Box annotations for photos
┄┄┄┄┄┄

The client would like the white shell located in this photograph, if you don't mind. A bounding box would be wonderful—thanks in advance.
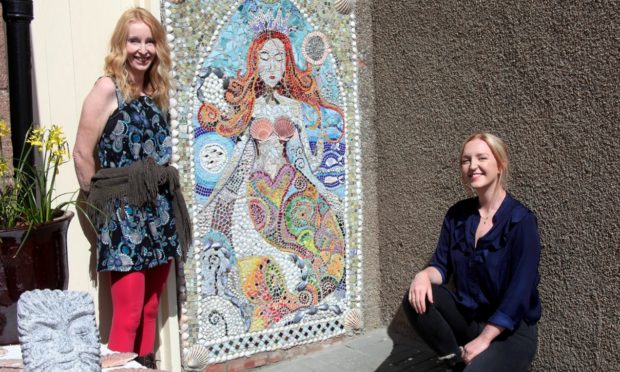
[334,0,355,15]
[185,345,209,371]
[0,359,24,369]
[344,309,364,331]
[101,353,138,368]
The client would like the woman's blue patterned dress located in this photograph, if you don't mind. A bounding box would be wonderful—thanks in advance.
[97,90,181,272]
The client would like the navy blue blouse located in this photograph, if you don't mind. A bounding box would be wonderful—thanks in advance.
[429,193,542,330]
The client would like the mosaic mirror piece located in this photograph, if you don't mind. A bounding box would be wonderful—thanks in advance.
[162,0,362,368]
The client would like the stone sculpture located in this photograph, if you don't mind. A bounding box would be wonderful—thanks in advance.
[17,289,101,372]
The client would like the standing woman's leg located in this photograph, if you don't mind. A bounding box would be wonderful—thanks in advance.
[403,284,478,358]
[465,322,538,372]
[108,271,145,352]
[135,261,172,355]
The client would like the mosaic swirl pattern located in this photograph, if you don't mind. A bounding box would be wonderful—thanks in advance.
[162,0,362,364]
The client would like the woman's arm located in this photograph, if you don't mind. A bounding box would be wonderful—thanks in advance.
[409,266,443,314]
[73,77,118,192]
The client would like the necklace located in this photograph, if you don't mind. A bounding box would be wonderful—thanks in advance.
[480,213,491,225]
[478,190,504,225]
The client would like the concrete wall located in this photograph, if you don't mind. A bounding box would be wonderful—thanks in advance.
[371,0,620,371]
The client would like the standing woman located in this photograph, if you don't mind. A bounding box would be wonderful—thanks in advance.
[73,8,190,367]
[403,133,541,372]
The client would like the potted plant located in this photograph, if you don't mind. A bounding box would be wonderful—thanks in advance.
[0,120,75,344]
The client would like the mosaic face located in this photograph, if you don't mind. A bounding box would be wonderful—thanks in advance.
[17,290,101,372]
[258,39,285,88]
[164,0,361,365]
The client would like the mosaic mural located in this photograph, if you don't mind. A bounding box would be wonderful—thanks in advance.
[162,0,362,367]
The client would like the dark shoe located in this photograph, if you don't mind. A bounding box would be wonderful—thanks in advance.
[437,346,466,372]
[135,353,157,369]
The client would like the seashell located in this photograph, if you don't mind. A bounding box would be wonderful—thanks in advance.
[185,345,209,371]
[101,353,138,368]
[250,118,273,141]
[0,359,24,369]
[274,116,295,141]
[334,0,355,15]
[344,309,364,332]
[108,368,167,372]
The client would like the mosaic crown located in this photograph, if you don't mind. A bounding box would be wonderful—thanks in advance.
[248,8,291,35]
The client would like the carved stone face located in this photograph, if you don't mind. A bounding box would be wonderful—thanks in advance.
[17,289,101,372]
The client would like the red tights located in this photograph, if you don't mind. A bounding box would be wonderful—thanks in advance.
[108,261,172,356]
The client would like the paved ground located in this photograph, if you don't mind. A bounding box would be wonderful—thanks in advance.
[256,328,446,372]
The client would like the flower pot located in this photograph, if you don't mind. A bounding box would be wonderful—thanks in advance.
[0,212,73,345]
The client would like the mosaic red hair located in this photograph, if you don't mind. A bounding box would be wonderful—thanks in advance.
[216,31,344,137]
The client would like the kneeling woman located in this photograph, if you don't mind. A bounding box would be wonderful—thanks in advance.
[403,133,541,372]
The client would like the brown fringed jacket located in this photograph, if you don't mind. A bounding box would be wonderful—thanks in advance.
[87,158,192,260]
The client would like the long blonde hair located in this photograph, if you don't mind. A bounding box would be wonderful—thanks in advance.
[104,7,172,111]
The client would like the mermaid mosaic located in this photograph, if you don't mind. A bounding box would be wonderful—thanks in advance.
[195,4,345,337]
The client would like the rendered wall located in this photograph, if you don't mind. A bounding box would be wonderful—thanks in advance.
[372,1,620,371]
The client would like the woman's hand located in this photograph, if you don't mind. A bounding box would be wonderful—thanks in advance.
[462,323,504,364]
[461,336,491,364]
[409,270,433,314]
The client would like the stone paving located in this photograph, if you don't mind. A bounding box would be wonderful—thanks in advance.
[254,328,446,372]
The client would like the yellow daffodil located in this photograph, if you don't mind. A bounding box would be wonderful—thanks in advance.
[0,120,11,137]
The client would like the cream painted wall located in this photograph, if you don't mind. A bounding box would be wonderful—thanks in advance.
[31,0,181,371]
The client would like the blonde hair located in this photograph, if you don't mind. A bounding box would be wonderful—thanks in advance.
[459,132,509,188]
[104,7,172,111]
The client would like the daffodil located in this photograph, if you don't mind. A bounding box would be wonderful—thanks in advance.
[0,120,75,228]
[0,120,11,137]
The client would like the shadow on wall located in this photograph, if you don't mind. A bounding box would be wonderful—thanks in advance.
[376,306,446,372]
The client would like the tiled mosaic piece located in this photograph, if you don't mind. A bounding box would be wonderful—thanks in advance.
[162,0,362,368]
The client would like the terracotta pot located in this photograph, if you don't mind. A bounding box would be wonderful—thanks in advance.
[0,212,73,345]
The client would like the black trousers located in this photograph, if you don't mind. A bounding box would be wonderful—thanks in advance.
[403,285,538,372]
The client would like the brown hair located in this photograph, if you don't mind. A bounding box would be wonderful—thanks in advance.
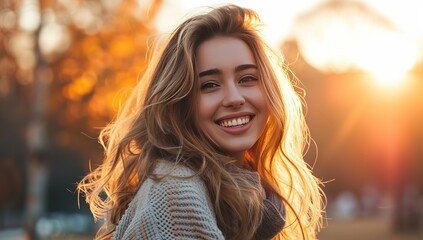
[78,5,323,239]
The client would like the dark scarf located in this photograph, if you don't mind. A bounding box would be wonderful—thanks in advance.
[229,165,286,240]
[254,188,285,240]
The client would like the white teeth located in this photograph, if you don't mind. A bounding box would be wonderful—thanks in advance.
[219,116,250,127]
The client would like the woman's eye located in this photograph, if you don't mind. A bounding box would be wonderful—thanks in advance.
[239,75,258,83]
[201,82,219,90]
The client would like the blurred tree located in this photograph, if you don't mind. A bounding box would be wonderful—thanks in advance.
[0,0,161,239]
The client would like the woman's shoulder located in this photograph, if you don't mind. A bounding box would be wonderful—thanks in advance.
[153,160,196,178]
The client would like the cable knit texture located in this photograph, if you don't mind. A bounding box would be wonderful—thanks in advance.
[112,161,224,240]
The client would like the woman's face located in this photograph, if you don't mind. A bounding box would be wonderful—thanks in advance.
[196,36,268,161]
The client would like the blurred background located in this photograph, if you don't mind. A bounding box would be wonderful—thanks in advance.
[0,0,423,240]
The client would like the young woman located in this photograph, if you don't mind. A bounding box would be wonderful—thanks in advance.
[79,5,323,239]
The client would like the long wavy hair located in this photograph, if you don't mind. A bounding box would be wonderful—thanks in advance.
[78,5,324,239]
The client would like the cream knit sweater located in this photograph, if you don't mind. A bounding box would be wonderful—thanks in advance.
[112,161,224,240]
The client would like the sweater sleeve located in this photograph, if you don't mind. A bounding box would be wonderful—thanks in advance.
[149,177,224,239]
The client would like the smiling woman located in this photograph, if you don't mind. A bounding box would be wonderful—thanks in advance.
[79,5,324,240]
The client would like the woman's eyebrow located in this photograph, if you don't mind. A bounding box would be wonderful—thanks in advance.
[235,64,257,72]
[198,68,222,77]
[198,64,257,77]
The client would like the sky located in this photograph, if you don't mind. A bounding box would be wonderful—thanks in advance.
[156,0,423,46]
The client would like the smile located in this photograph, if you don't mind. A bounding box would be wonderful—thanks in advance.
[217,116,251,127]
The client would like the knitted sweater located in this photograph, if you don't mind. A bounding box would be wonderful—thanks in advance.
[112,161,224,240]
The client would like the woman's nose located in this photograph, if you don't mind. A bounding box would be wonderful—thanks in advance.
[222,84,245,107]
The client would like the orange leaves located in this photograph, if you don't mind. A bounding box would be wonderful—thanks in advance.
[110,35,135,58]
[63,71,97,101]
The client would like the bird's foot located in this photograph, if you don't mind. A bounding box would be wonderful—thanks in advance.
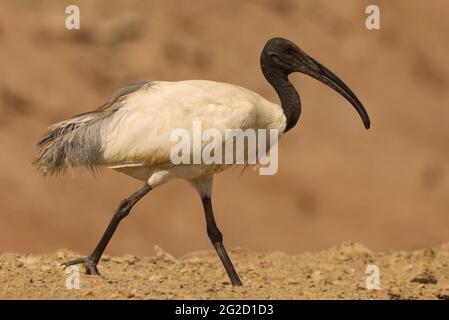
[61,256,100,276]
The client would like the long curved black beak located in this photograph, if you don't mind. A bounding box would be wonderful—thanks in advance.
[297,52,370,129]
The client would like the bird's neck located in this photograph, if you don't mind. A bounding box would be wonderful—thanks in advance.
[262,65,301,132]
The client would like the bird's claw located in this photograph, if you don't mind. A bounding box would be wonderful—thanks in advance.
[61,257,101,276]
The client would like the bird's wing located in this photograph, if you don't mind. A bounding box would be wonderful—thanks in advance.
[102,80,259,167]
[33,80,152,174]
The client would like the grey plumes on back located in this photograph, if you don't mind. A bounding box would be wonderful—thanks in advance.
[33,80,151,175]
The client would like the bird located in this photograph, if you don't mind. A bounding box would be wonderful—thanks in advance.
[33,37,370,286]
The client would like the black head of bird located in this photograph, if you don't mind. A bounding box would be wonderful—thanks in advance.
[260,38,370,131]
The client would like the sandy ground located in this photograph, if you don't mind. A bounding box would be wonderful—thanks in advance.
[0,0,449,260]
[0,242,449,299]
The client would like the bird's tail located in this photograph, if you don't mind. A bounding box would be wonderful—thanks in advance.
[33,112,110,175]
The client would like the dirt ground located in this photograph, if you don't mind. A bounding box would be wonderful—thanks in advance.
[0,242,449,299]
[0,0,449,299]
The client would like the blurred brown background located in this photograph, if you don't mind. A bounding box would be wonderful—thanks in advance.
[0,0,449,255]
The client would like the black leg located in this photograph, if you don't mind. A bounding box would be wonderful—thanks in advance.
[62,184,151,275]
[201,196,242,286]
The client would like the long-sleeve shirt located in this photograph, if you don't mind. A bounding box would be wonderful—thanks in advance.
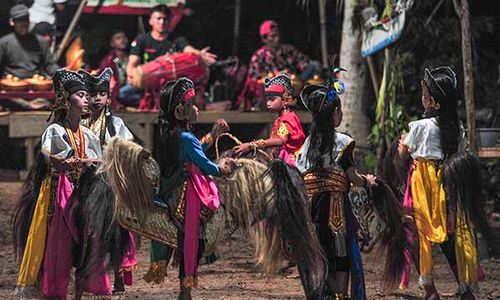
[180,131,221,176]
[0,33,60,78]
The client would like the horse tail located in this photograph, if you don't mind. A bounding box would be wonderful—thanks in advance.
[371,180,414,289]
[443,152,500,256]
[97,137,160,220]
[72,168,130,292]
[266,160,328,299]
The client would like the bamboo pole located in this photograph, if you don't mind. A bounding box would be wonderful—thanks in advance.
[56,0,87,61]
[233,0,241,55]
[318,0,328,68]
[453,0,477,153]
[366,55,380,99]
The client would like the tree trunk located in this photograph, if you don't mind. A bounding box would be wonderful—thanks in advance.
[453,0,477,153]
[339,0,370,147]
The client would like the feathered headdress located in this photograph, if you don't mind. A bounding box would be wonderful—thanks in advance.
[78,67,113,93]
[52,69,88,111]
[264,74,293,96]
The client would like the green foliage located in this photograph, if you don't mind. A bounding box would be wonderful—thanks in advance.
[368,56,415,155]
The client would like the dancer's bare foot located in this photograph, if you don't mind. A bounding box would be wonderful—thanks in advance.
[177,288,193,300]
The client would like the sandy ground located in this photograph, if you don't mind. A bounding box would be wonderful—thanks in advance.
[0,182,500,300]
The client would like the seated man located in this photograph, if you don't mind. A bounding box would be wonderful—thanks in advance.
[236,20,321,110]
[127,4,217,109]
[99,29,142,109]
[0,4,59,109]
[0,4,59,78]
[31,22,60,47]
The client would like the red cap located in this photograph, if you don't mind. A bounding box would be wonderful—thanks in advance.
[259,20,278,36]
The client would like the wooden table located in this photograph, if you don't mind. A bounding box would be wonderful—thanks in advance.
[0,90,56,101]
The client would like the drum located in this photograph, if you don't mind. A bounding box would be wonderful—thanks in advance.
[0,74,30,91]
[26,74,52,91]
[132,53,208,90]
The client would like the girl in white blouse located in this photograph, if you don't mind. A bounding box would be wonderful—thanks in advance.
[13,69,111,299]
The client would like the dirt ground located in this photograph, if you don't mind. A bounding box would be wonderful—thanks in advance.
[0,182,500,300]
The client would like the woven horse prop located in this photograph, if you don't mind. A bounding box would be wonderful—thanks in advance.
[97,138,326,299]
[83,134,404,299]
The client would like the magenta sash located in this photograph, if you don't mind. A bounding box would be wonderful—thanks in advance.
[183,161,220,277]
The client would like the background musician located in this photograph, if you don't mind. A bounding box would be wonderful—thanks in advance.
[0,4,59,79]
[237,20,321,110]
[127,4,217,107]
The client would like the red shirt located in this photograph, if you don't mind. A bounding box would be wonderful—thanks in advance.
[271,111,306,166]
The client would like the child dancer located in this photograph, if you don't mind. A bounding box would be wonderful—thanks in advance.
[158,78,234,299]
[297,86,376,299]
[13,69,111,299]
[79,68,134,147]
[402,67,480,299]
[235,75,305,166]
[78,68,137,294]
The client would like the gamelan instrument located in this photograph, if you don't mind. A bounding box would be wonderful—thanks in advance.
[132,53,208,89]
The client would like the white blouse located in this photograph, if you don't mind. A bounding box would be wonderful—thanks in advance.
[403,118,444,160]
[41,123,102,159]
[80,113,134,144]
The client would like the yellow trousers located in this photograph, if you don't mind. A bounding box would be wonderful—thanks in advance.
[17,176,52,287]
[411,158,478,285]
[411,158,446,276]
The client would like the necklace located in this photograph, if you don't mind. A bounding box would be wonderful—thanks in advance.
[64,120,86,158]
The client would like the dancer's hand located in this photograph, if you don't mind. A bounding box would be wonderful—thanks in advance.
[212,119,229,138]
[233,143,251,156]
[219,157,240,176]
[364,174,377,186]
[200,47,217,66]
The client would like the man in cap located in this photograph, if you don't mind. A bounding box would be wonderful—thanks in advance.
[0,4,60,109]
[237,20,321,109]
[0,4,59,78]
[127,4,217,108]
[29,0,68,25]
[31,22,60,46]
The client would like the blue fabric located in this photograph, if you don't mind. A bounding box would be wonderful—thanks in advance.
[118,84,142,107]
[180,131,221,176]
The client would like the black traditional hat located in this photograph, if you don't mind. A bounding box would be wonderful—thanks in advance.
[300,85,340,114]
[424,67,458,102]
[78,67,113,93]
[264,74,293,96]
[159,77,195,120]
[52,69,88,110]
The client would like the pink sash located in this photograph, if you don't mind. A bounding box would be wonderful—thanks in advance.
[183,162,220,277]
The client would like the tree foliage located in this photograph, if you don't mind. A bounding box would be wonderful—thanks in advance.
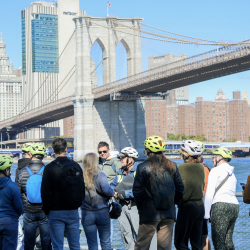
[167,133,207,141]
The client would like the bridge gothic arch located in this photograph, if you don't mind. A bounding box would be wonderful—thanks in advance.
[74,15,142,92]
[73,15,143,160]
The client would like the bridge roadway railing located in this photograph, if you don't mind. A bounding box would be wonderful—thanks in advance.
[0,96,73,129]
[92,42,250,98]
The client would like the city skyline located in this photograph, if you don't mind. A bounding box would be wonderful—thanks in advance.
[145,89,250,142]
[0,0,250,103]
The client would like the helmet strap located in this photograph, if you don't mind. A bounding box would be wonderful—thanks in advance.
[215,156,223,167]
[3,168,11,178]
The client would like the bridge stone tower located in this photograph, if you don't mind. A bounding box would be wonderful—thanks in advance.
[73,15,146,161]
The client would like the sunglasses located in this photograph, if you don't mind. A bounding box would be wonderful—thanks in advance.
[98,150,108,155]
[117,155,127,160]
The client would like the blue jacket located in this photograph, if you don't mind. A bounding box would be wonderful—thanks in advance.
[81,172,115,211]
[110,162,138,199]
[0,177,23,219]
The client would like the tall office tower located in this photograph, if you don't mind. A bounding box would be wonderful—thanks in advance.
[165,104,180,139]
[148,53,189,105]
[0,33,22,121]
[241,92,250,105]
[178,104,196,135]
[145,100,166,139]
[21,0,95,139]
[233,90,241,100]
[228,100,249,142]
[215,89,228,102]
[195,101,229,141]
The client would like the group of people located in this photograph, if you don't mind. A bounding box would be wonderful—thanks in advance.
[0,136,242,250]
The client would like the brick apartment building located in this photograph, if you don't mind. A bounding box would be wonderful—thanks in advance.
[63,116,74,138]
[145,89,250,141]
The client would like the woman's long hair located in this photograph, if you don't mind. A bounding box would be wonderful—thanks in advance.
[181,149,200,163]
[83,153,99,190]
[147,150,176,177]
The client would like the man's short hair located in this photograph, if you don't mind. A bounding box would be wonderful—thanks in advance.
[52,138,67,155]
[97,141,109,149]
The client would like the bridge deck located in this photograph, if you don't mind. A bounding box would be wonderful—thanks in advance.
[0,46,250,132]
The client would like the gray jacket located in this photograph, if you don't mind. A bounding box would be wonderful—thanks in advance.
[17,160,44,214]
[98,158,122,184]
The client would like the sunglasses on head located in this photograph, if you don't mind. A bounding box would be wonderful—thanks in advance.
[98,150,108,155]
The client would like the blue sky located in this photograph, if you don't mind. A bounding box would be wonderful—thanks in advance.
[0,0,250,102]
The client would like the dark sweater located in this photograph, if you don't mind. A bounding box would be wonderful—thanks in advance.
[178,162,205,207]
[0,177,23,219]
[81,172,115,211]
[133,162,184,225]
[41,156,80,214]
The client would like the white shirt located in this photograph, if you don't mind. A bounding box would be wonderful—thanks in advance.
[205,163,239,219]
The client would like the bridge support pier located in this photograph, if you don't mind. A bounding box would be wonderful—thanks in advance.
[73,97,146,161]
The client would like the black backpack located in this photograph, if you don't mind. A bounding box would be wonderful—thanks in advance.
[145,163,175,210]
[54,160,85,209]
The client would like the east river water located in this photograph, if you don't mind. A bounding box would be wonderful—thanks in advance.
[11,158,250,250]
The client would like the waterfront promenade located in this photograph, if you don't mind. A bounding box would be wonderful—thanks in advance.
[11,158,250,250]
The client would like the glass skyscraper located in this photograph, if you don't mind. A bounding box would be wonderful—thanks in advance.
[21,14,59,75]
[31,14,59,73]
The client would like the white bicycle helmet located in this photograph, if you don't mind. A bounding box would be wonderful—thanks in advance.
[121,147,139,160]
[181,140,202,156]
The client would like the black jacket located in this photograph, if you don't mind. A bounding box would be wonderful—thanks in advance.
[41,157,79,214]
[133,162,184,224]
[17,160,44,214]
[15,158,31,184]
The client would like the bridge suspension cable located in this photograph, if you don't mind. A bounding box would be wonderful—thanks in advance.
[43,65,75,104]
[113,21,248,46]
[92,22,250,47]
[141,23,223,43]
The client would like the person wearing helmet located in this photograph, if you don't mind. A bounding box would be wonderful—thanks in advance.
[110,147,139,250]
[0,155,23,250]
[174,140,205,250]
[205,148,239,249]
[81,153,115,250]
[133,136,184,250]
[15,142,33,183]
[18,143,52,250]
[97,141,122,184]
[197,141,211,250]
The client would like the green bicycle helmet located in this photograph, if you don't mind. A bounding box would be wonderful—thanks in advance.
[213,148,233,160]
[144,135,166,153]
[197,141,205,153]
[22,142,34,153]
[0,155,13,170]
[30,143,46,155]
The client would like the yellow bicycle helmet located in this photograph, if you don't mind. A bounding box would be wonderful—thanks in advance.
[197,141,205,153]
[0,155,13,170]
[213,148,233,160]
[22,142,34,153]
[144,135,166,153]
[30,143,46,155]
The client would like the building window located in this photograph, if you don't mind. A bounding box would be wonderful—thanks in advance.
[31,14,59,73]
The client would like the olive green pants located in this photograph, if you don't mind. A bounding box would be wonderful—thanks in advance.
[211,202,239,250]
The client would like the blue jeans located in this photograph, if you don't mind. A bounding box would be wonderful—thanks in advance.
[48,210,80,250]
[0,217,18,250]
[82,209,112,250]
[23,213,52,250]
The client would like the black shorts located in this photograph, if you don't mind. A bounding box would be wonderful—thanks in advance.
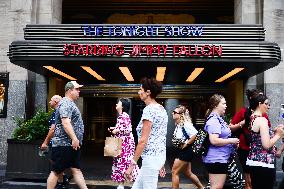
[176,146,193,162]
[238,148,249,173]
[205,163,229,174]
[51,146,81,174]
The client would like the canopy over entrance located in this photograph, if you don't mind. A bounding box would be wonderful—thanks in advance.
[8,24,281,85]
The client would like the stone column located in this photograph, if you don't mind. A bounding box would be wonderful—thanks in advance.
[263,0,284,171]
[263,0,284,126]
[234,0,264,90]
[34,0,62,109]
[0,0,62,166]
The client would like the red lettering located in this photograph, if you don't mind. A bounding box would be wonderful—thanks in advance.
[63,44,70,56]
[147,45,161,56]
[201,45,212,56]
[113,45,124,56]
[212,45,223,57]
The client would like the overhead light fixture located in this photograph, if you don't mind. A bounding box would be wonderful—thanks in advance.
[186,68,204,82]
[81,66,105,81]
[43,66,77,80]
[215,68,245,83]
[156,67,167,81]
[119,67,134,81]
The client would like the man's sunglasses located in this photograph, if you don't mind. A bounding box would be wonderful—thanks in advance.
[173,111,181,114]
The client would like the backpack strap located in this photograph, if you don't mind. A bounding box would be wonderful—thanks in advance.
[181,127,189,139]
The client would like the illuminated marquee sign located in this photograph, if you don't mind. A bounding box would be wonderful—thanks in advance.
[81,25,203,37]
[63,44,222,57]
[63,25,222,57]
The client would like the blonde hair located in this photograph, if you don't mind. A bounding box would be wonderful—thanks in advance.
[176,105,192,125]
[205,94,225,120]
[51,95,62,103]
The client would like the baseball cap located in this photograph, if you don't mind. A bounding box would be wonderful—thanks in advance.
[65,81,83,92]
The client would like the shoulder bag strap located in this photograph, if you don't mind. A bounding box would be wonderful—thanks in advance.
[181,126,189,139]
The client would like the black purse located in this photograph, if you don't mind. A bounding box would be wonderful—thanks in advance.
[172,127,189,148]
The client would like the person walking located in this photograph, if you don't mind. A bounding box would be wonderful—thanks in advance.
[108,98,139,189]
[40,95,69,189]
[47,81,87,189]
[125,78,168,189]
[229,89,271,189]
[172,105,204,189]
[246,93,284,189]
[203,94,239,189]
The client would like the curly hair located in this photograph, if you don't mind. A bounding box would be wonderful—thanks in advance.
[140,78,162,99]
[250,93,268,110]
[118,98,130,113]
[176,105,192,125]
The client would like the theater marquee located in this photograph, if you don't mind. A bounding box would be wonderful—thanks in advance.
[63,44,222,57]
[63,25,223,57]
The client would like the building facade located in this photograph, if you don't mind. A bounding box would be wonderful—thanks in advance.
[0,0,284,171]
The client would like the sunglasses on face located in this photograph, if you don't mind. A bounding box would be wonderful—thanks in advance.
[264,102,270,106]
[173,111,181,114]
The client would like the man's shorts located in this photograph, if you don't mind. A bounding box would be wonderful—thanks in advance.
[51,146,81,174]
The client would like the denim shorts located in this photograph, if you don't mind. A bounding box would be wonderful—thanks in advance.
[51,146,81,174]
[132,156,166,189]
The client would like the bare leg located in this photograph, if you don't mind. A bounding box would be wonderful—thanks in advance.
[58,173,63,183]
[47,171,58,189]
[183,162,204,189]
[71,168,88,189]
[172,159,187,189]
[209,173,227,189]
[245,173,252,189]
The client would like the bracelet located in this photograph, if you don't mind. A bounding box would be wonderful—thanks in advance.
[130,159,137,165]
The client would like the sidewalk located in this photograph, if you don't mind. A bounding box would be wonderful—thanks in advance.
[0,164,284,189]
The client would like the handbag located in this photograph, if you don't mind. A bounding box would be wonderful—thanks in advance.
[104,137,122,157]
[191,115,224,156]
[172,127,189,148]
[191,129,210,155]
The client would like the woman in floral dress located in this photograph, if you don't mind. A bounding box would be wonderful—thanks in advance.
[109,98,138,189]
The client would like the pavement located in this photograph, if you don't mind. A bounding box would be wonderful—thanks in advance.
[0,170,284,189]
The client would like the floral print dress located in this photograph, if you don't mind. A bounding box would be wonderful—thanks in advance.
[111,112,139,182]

┄┄┄┄┄┄

▸ Task to carry out: Copy out the lines above exactly, from the one containing "The client would like the helmet" down through the one containing "[117,155,127,160]", both included.

▸ Solution to this exercise:
The client would like the helmet strap located in this photograph, if you don't mind. A bounding box would be wonderful—thanks in advance.
[215,156,223,167]
[3,168,11,178]
The client would like the bridge stone tower located in this photograph, if you don't mind. A bounding box would be wonderful—thanks in advance.
[73,15,146,161]
The client would like the sunglasses located in this photograph, if you don't mind. A bounding box would be wonderful—thanks in advance.
[98,150,108,155]
[117,155,127,160]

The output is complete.